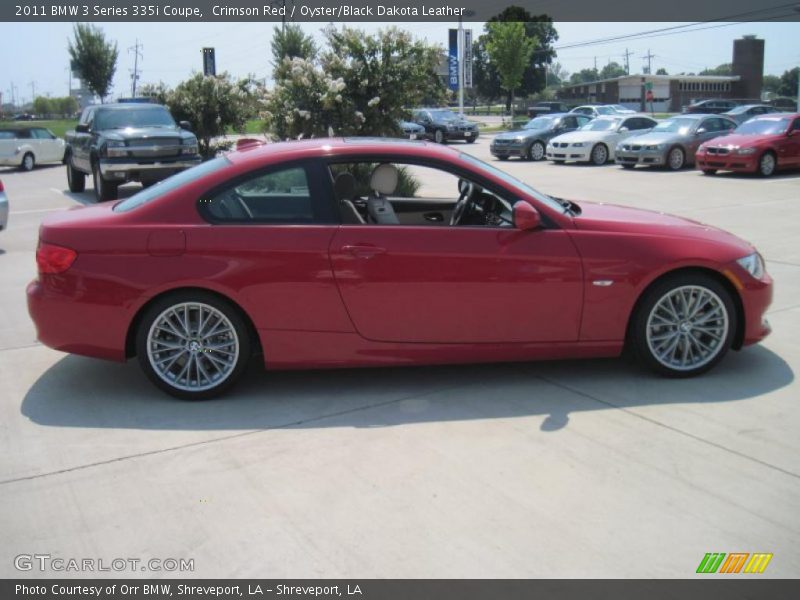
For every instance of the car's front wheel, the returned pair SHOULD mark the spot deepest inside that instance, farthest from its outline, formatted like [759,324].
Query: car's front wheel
[103,189]
[683,325]
[75,179]
[193,345]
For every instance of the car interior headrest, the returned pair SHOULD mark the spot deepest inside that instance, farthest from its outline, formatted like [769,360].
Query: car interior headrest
[344,186]
[384,179]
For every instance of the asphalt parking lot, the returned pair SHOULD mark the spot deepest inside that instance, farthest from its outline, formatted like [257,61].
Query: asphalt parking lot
[565,469]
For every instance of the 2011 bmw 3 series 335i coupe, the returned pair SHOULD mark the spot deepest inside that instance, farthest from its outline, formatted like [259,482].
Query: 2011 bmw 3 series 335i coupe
[367,252]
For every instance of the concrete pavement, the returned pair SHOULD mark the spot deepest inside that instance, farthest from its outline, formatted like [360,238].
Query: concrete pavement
[566,469]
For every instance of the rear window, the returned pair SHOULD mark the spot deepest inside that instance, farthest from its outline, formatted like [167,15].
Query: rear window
[171,183]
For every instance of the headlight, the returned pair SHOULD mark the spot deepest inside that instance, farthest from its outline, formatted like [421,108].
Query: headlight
[189,147]
[115,148]
[753,264]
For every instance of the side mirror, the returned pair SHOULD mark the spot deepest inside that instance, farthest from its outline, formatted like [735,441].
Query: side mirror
[526,217]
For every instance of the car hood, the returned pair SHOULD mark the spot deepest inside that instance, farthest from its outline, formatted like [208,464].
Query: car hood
[138,133]
[625,219]
[740,140]
[655,137]
[583,136]
[526,133]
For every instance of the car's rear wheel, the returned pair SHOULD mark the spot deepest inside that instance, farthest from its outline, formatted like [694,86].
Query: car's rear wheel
[766,164]
[103,189]
[676,159]
[683,325]
[536,151]
[600,154]
[28,162]
[193,345]
[75,179]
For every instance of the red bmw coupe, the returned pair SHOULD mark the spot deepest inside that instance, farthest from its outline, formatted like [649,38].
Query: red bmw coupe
[366,252]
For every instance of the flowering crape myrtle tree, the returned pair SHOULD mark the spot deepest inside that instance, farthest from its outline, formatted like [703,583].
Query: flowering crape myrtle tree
[359,85]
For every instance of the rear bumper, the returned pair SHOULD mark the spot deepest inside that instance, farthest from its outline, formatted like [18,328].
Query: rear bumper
[726,162]
[150,170]
[65,320]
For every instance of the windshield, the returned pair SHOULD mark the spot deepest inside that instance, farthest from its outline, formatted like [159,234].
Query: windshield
[540,123]
[601,125]
[682,126]
[764,126]
[171,183]
[444,115]
[513,182]
[153,116]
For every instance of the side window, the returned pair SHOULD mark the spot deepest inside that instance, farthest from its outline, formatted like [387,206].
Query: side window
[280,196]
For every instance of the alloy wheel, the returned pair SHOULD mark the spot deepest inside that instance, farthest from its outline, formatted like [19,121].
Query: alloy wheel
[193,346]
[687,328]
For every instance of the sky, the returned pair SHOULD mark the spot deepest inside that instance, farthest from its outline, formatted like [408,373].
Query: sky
[36,53]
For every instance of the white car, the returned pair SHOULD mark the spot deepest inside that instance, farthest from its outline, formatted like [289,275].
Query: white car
[3,208]
[595,142]
[26,147]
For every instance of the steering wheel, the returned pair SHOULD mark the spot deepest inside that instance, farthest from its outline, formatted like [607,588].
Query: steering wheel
[459,210]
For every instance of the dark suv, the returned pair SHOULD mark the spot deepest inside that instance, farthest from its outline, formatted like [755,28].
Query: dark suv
[442,125]
[117,143]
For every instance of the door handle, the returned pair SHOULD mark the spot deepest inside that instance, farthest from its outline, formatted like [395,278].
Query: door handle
[363,250]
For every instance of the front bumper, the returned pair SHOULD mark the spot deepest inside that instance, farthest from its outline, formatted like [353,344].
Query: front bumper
[726,162]
[145,170]
[640,157]
[580,154]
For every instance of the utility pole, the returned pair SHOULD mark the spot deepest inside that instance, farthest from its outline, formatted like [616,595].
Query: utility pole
[648,57]
[627,56]
[135,74]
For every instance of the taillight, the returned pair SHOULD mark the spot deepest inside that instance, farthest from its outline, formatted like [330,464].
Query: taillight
[54,259]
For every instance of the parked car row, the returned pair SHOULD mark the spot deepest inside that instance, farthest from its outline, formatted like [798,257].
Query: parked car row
[763,144]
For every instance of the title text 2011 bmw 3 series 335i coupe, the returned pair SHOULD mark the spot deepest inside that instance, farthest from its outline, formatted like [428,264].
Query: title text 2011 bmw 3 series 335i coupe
[321,254]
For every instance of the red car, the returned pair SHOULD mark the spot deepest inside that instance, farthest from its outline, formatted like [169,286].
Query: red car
[761,145]
[359,252]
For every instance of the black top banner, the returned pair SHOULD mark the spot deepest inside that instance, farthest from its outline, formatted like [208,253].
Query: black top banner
[369,589]
[326,11]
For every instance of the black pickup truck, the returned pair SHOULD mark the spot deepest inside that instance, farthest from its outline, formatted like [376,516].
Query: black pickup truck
[117,143]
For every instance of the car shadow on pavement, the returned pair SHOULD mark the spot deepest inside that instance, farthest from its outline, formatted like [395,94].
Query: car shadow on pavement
[82,392]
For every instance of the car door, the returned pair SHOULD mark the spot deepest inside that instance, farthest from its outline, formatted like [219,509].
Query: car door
[459,284]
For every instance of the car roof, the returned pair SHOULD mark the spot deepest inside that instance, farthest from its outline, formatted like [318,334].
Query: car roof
[331,147]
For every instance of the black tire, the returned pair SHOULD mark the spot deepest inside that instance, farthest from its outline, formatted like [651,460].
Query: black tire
[767,164]
[676,165]
[242,338]
[599,155]
[536,151]
[103,189]
[647,319]
[76,180]
[28,162]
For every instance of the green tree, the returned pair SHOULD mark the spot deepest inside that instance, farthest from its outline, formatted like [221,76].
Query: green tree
[612,70]
[290,42]
[212,104]
[361,84]
[93,58]
[510,51]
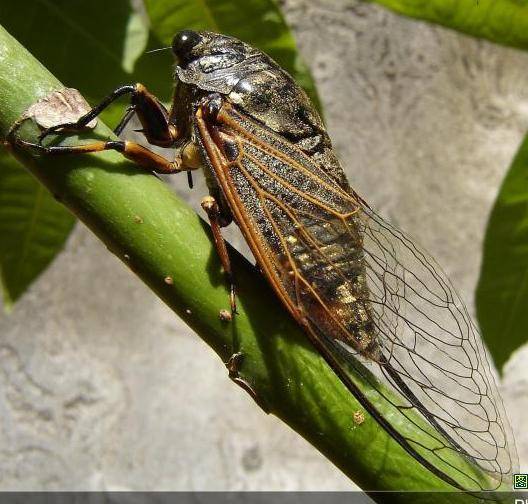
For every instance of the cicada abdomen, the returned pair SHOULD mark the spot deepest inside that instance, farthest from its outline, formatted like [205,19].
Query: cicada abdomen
[374,304]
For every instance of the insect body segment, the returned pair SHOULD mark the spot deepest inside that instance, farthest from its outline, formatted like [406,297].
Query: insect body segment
[374,304]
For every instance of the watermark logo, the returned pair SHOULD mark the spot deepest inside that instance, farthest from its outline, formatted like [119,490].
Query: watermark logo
[520,481]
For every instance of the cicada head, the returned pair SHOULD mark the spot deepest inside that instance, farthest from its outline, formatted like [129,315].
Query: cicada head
[213,62]
[252,82]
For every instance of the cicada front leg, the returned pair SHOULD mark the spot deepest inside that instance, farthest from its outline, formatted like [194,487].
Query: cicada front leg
[156,128]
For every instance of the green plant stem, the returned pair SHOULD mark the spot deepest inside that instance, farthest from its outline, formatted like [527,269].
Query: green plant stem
[159,237]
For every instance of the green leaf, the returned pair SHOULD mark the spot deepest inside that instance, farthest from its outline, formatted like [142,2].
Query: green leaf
[501,21]
[91,49]
[502,292]
[258,22]
[33,228]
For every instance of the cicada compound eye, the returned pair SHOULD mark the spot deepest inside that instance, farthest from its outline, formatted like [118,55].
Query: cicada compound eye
[183,43]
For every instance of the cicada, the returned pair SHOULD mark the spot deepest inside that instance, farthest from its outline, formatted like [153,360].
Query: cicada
[373,303]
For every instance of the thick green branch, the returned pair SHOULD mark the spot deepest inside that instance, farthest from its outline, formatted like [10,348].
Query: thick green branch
[158,236]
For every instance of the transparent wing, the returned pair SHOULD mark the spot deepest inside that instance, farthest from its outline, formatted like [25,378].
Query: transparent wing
[433,351]
[377,307]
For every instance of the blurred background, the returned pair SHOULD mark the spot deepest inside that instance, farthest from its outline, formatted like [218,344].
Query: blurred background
[103,387]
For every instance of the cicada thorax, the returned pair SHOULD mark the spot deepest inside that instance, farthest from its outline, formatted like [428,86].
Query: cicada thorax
[293,213]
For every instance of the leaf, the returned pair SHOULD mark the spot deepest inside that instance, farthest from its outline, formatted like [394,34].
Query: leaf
[91,49]
[502,292]
[502,21]
[258,22]
[33,228]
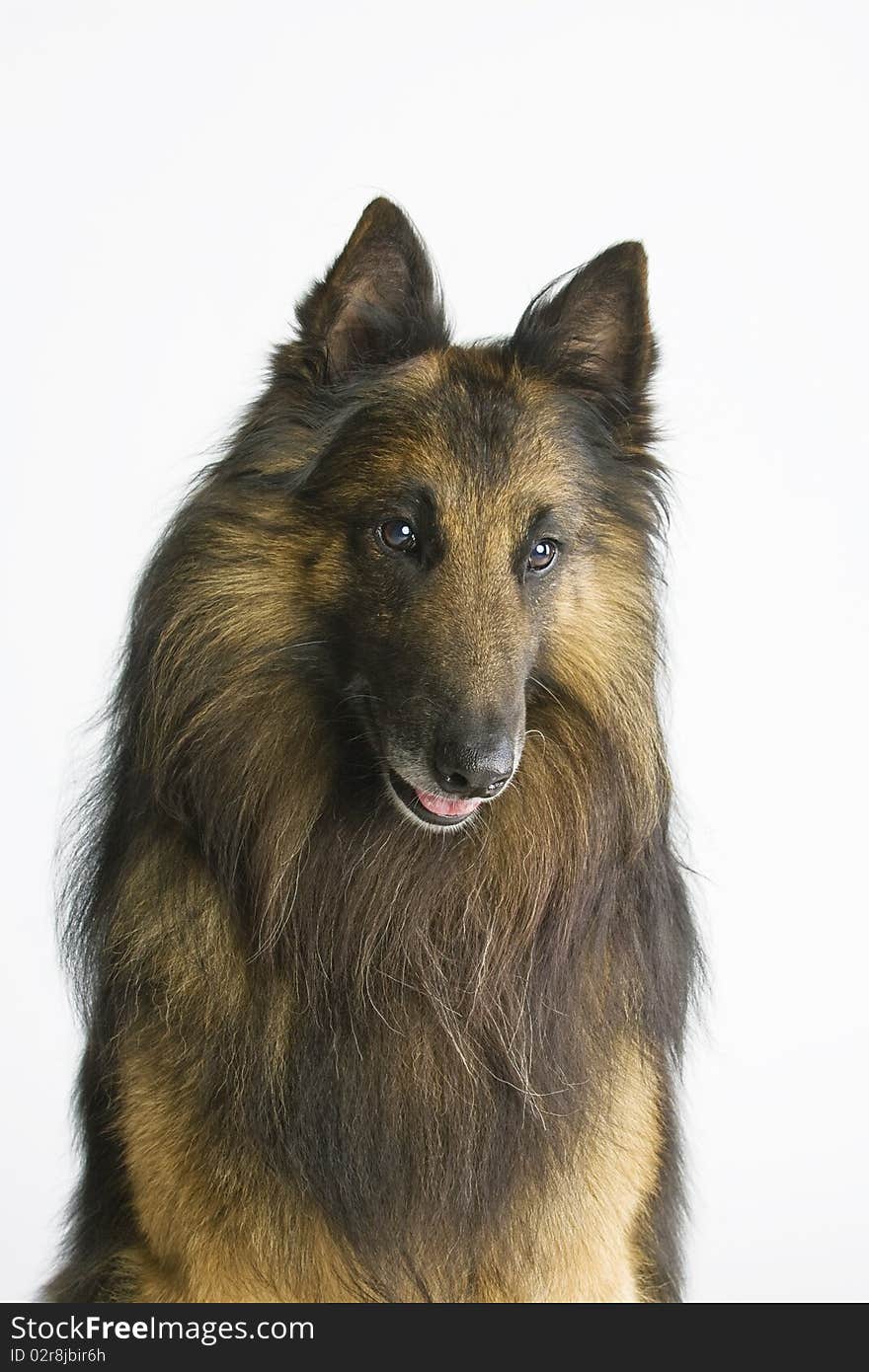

→ STATED EXERCISE
Find each line in the data that contains the word "white" and copy it.

→ ANSWER FOR THIS EXERCISE
For every instance of the white car, the returned pair SHOULD mark the spot deepest inside that instance, farthest from its outline, formatted like [289,275].
Query: white car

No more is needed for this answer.